What this task involves
Rewrite every row between the line holding "the blue jeans" and the line holding "[65,28,76,33]", inclusive, keeping the text lines unchanged and multiplying each bounding-box coordinate by 1.1, rounded to the nearest whole number with halves rounded up. Omit the picture lines from your answer.

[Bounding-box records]
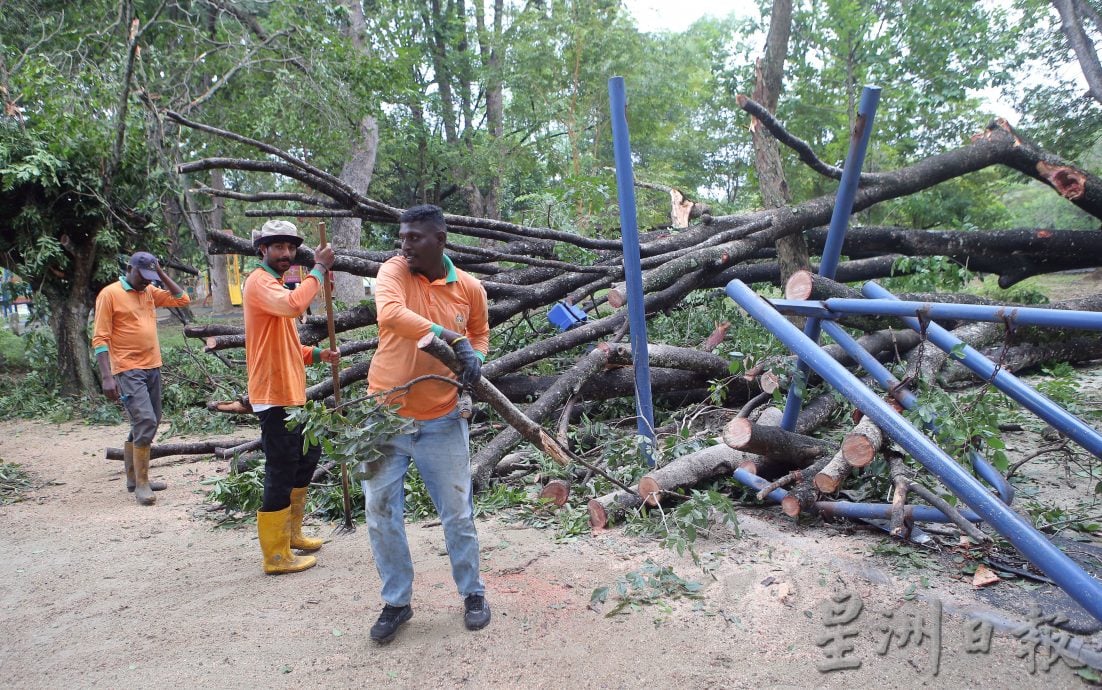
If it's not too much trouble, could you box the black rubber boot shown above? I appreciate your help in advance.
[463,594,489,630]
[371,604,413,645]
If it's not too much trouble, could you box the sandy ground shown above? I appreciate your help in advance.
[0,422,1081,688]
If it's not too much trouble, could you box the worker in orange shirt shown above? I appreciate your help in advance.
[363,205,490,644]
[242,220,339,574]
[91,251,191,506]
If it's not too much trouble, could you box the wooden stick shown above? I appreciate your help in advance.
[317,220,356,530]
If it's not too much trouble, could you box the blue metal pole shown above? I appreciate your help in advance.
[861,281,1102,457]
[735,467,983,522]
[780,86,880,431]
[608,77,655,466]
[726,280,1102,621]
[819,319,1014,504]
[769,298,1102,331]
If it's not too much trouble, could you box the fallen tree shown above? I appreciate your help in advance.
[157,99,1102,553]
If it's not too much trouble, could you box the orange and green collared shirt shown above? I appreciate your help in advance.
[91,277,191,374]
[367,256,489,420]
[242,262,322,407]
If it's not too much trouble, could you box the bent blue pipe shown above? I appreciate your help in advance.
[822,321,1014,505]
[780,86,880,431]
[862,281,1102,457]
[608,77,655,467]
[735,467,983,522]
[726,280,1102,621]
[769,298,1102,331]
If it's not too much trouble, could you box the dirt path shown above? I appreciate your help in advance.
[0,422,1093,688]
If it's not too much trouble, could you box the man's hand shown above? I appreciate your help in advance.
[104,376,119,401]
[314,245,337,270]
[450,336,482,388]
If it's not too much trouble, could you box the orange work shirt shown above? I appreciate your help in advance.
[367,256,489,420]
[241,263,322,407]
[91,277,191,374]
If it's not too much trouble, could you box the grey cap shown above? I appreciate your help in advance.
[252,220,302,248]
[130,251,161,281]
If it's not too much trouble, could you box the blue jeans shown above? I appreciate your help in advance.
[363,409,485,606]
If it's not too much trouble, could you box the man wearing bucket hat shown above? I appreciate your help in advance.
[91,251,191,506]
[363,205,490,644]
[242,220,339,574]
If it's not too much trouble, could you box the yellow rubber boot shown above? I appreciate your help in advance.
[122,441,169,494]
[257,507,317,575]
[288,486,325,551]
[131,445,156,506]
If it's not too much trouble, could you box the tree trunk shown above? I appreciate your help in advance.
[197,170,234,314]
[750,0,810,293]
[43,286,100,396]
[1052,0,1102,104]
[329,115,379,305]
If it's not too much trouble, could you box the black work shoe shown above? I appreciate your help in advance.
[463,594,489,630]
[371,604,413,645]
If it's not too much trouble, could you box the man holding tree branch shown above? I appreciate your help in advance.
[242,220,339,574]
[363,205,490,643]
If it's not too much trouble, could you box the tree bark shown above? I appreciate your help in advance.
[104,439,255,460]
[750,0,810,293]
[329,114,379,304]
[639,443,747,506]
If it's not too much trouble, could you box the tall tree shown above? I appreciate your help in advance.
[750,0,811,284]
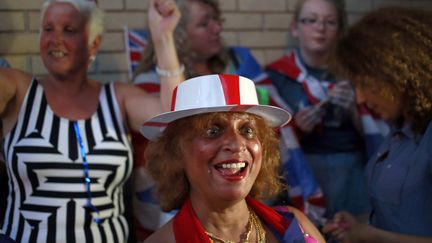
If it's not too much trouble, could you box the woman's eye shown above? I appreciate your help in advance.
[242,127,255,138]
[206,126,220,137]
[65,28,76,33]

---

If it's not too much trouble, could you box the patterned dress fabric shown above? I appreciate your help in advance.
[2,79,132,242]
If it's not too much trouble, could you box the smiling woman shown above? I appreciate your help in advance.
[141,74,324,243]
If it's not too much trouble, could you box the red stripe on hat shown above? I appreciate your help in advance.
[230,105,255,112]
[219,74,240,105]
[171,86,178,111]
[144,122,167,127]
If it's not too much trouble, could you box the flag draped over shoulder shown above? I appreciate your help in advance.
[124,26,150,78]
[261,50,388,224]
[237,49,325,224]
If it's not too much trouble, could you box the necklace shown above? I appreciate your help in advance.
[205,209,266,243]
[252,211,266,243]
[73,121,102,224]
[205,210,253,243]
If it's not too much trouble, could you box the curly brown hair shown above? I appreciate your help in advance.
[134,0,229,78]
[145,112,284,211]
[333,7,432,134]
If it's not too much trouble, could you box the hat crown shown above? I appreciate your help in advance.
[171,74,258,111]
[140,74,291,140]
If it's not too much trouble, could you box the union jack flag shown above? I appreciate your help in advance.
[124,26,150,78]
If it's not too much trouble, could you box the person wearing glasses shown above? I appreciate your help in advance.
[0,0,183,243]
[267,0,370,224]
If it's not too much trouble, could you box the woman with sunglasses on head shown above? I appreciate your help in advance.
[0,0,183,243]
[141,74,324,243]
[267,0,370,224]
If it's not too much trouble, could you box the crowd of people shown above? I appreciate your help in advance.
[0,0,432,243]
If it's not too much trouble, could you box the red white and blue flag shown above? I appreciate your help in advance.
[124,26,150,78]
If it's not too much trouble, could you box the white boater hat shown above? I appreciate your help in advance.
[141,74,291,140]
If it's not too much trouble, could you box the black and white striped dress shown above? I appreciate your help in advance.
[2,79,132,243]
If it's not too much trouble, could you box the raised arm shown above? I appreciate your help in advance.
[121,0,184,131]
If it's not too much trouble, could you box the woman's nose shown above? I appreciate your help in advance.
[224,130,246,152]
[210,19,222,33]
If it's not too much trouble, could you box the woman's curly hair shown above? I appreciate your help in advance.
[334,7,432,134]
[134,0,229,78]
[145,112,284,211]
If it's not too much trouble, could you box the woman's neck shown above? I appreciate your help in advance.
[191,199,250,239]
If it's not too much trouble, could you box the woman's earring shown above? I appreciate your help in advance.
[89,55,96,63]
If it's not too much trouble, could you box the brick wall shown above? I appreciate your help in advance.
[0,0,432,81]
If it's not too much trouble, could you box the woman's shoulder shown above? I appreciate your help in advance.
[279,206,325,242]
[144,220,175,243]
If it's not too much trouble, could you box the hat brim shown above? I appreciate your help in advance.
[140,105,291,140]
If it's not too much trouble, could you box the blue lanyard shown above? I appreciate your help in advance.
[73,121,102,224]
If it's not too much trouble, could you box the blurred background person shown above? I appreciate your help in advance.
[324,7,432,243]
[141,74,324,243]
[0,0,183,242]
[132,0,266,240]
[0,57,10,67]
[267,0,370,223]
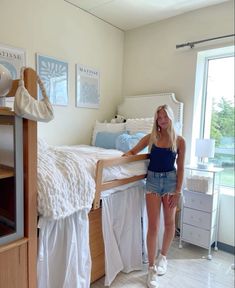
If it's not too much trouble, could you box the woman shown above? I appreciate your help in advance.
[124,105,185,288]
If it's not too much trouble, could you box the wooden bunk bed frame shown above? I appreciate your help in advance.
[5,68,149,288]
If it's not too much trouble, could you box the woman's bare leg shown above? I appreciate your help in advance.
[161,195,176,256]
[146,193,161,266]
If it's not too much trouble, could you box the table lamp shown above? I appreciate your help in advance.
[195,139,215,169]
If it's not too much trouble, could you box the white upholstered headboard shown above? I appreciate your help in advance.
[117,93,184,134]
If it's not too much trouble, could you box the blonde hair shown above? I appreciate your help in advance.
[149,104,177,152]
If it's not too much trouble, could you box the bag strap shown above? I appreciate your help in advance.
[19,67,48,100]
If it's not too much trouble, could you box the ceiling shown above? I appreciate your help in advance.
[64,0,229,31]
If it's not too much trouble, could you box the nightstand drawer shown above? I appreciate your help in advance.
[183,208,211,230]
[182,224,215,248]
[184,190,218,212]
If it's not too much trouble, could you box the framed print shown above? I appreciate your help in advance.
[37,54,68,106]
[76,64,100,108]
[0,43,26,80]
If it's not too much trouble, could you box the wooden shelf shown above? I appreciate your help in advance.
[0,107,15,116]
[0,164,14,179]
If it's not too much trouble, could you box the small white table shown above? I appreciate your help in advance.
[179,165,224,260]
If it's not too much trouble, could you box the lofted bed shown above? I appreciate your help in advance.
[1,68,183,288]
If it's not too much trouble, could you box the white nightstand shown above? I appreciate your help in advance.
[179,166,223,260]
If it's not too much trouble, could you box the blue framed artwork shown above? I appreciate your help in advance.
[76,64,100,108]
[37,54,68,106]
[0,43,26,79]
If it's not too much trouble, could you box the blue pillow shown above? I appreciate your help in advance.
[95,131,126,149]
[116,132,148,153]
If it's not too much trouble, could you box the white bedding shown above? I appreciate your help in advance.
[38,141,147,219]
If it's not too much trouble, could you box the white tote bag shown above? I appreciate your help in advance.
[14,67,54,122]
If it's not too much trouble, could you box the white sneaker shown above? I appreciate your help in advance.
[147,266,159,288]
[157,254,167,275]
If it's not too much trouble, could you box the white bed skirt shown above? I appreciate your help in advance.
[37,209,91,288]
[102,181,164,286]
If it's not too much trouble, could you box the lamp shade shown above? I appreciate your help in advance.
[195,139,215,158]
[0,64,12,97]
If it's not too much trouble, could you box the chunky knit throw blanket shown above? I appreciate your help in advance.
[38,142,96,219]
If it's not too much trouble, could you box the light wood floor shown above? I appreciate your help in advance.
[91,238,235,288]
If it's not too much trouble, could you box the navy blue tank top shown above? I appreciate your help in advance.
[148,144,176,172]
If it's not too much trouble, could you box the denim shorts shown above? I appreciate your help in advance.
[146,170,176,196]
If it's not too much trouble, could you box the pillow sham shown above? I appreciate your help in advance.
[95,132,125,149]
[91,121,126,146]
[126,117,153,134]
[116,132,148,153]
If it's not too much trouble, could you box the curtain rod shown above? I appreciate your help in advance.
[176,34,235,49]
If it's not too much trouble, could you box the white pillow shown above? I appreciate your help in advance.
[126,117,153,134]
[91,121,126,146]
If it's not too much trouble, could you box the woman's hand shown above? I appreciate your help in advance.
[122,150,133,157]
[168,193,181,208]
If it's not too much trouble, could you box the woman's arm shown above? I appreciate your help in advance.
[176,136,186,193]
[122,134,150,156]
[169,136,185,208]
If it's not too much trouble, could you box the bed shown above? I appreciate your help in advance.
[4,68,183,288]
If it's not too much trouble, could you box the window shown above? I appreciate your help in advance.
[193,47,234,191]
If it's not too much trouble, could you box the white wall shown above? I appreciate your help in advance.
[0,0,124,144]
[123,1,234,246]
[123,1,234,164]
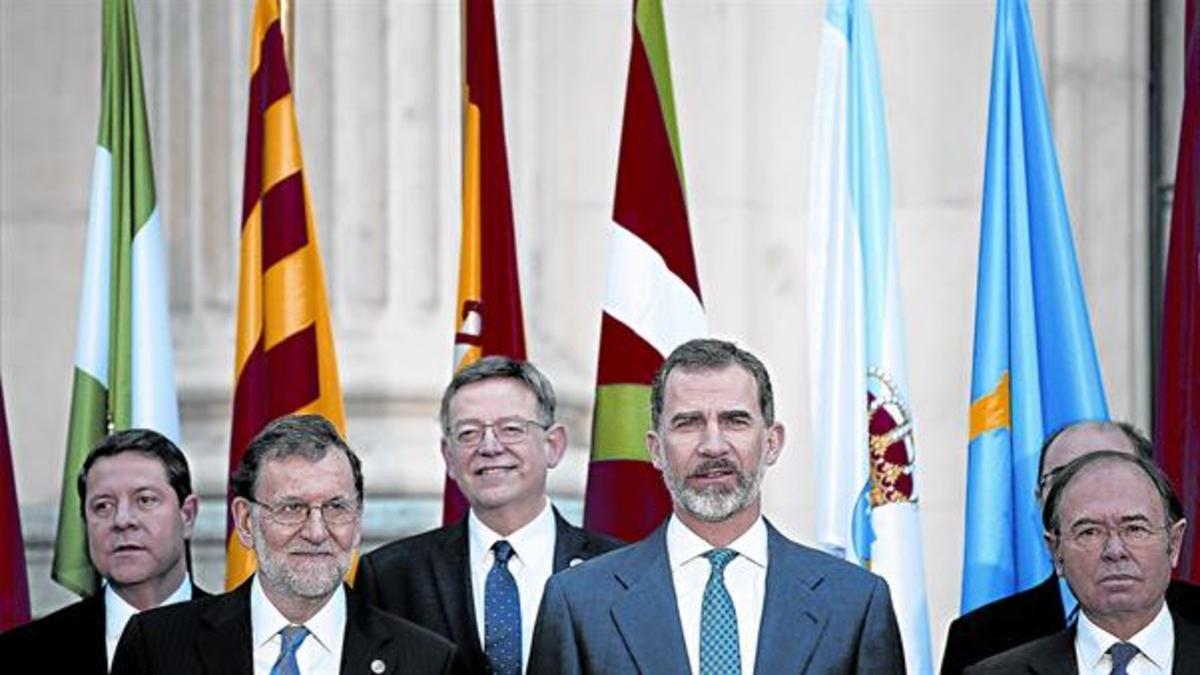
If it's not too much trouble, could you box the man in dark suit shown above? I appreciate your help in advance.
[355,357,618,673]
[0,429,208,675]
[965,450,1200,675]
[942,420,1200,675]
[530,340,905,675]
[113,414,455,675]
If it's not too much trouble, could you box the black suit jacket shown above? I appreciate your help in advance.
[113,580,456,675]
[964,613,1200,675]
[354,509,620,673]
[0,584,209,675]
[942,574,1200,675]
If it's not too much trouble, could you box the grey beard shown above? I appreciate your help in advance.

Exercise response
If it's not too much trouble, could you box the blue jeans shown above? I appreciate your help in advance.
[399,450,534,667]
If it's not too much trouble, could you box the man wearing bucket hat shown above? I appreciate your help in advance.
[100,276,210,557]
[399,226,539,708]
[266,242,373,631]
If it's not too much trouble, could you box the yellow rubber boot shown above? I appreciate your help in advance.
[134,485,186,543]
[283,558,349,633]
[317,535,358,606]
[144,490,172,557]
If it's not too much trouble, could you box the tree trunk shown above? I appreciate your help in advance.
[217,187,257,345]
[825,0,891,322]
[47,315,110,436]
[1157,0,1212,114]
[362,127,417,336]
If it's not too much trouble, could you box the black work shoe shown above? I appreciate your help in advance.
[509,653,538,693]
[408,664,454,710]
If it's not too much trouble, could you box the man holding tree branch shown above? I appreciate your help in advance.
[266,242,373,631]
[399,226,539,707]
If it's not too much trouble, could you box the tree bark shown above? I appreciate your help in advance.
[114,483,281,506]
[825,0,891,322]
[362,125,417,334]
[703,487,822,557]
If it's not too much trouble, could you box the tall tree shown above? I appreciate your help in advance.
[825,0,892,312]
If it's not too much trouble, could you box the woman's eye shown above? I appreciate your help in advance.
[266,140,281,152]
[227,139,242,151]
[72,31,84,36]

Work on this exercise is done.